» Data for this exercise:
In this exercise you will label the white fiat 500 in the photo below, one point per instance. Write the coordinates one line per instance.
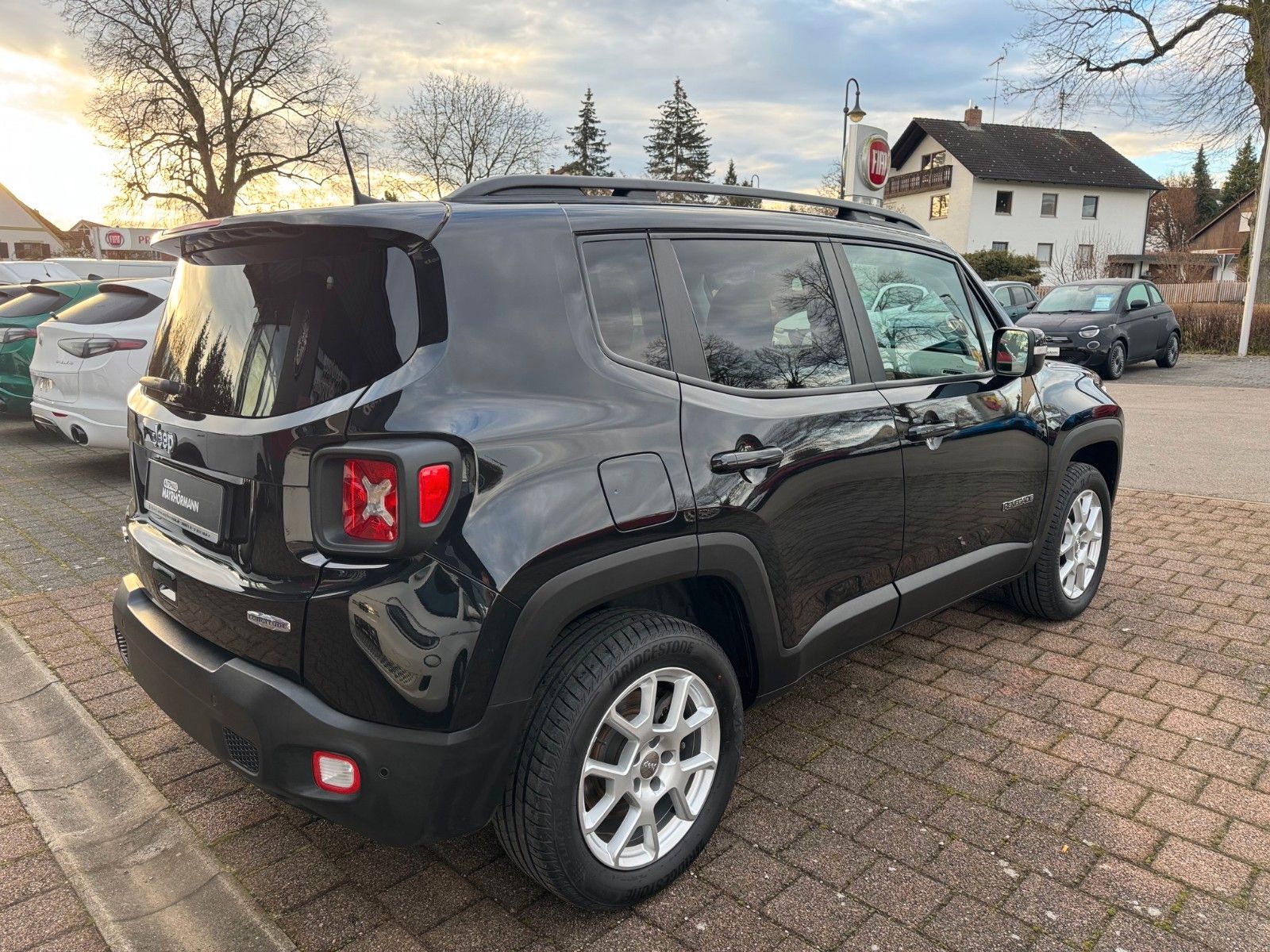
(90, 355)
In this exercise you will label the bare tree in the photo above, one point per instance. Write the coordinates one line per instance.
(1172, 219)
(460, 129)
(1085, 258)
(206, 97)
(1199, 67)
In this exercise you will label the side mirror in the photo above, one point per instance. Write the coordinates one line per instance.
(1018, 352)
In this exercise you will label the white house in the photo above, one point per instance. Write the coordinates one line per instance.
(1060, 194)
(25, 232)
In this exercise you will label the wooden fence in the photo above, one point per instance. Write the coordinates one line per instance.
(1204, 292)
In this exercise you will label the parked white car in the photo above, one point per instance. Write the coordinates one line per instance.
(90, 355)
(116, 268)
(22, 272)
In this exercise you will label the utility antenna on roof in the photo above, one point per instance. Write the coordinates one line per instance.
(996, 83)
(359, 197)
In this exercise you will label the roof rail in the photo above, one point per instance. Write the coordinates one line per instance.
(565, 188)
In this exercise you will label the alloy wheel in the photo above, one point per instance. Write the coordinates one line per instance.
(1083, 545)
(649, 768)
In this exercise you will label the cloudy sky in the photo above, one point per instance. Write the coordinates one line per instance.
(768, 76)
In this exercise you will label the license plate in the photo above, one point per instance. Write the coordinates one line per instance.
(190, 501)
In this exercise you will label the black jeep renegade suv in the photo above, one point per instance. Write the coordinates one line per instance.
(505, 507)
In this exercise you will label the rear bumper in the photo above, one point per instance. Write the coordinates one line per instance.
(106, 429)
(417, 786)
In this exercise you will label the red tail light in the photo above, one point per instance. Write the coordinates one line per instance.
(336, 772)
(371, 501)
(95, 347)
(433, 492)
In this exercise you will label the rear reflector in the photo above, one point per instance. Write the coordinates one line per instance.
(371, 501)
(433, 492)
(336, 772)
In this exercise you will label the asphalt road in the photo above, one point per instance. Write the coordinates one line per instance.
(1200, 429)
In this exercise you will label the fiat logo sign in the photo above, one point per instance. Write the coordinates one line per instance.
(874, 162)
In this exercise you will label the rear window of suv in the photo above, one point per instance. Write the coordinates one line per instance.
(266, 328)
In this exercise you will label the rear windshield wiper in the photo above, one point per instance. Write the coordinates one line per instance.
(171, 387)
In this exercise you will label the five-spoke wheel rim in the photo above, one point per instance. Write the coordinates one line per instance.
(649, 768)
(1083, 545)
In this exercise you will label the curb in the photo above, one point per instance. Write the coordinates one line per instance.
(141, 871)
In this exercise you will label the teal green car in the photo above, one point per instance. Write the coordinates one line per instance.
(19, 317)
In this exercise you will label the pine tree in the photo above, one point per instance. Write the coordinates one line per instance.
(587, 143)
(1242, 177)
(679, 148)
(1206, 194)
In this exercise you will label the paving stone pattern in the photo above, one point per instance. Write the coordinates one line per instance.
(979, 781)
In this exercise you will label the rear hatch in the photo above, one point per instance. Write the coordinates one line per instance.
(270, 336)
(114, 325)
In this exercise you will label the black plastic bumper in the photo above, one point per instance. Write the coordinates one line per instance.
(417, 786)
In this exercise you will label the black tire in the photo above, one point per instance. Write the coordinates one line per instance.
(1172, 351)
(1039, 590)
(1113, 368)
(595, 660)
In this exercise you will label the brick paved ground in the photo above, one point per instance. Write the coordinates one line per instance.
(977, 782)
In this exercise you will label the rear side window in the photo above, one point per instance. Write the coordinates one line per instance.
(921, 319)
(624, 295)
(32, 304)
(765, 313)
(111, 306)
(266, 328)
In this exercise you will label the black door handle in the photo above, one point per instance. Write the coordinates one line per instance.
(742, 460)
(926, 431)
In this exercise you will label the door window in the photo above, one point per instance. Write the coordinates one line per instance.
(765, 313)
(1022, 296)
(929, 336)
(624, 294)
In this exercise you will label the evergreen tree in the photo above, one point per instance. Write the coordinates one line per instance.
(679, 148)
(587, 143)
(1206, 194)
(1242, 177)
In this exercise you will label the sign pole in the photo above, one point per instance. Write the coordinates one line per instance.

» Your instructions: Repeat every line above exactly, minus the pictures.

» Solved problem:
In this exercise you will label the white fiat 500 in the photo below, one point per instance. Write the coordinates one line per instance.
(90, 355)
In this exercise you will label the bare tree in the photo above, one point per instance. Write the coordinates one line per instance.
(1172, 219)
(460, 129)
(1085, 258)
(206, 97)
(1199, 67)
In this exercise you will label the side mirror in the photo above, one point per instance. Write the coordinates one line per instance.
(1018, 352)
In this exercise you will label the white house in the photo above, one point per instance. Write the coordinates one line per instance.
(1060, 194)
(25, 232)
In this exercise you will label the wooden fence in the photo above, one point per instance. Write the coordinates one line per instance.
(1204, 292)
In this exercise you will label the parked white car in the photo above, one point per instance. Write the coordinates one line per instance.
(90, 355)
(116, 268)
(22, 272)
In this exercise you will label the utility antenna on roof in the photo above, one point per instance. Write the coordinates one line per instance.
(996, 83)
(359, 197)
In this exercise you will label the roof rail in the photo above, one point per instance. Write the coordinates one line per instance.
(565, 188)
In this exercise you will label the alloy wheel in the photo above, one point per instance. Write the coordinates one line per instance.
(1083, 545)
(649, 768)
In this exercise you will label the cloudy sky in the photo above, one point per instance. Write the coordinates one line per instance.
(768, 76)
In this exercise you will label the license plate in the photo above, one point per instance. Write the coordinates one line per instance.
(190, 501)
In this exercise you will label the black jeep renegade suv in the photo above, one point per instance. Write the coordinates one line per instance.
(505, 507)
In this exercise you will label the rear bumper in the photo above, one point per instance. Write the coordinates one line per instance.
(106, 429)
(417, 786)
In this exercise you will label the red tail light in the photo above, one point per instance. Write the coordinates one line per instance.
(336, 772)
(371, 501)
(95, 347)
(433, 492)
In this exercise you will label the rear reflector in the photo above, one point per instance. Write the coordinates one line per instance.
(371, 501)
(433, 492)
(336, 772)
In this exercise you will label the asphalt road in the photo above, one point per instance. Write the coordinates one line per instance.
(1200, 429)
In this exercise you will label the fiat logo sign in the photo above, one point per instance. Write the coordinates one line per instance.
(874, 162)
In this exercise you will label the rear window of suv in the photo above, one point per instance. Write the coordinates one line per instance.
(266, 328)
In this exercise you will label the rear windshield wiper in the photo above, one point per instance. Write the coordinates one line per instance.
(171, 387)
In this exercise you will label the five-spoke wheel rim in the photo above, one point per instance. Write the coordinates one line per instance.
(649, 768)
(1083, 545)
In this exercise you will label the curb in the photo above, one point per instance. Write the coordinates one line per instance.
(141, 871)
In this exercise you will label the teal green car in the photo above, one point per instance. Write the coordinates one line per instance.
(19, 317)
In this exercise you will label the pine tree in the photo above, one point per instance. Write the coordinates one line per instance.
(587, 143)
(1242, 177)
(679, 148)
(1206, 194)
In this exercise you will label the paving stone pattern in the photo above, one point per instance. Write the coordinates one line per instance.
(979, 781)
In this exercise you will label the rear hatch in the photo above, one point per instance. Write the coordinates one line per instance.
(270, 336)
(114, 325)
In this exercise you will label the black plastic bumper in the photo above, one point per instance. Write the coordinates one line per instance.
(417, 786)
In this exercise you will label the black tire in the photo above, one point per instance. Write the coordinates one line per instance.
(1172, 351)
(1039, 590)
(1113, 368)
(595, 660)
In this exercise you will label the brick paved ground in the photo above, one point per instance. Write the coordinates one line per instance.
(977, 782)
In this exercise you will label the rear side window in the photo above, one point per instance. Write the coordinates one line per instance.
(921, 319)
(624, 295)
(32, 304)
(765, 313)
(111, 306)
(266, 328)
In this exercise you will label the black door handle in the photo above, one point per instance. Write the coordinates one line per instance.
(742, 460)
(926, 431)
In this exercise you will label the door window in the photo above, one point per instance. Write the coordinates one line per instance.
(765, 313)
(1022, 296)
(929, 336)
(624, 294)
In this exercise you will label the evergreen tree in the photo above, one point per instance. Write the coordinates one line per instance.
(679, 148)
(587, 143)
(1206, 194)
(1242, 177)
In this exercise you will label the sign pole in the photo above, one point per instance. Write the coordinates one line per instance.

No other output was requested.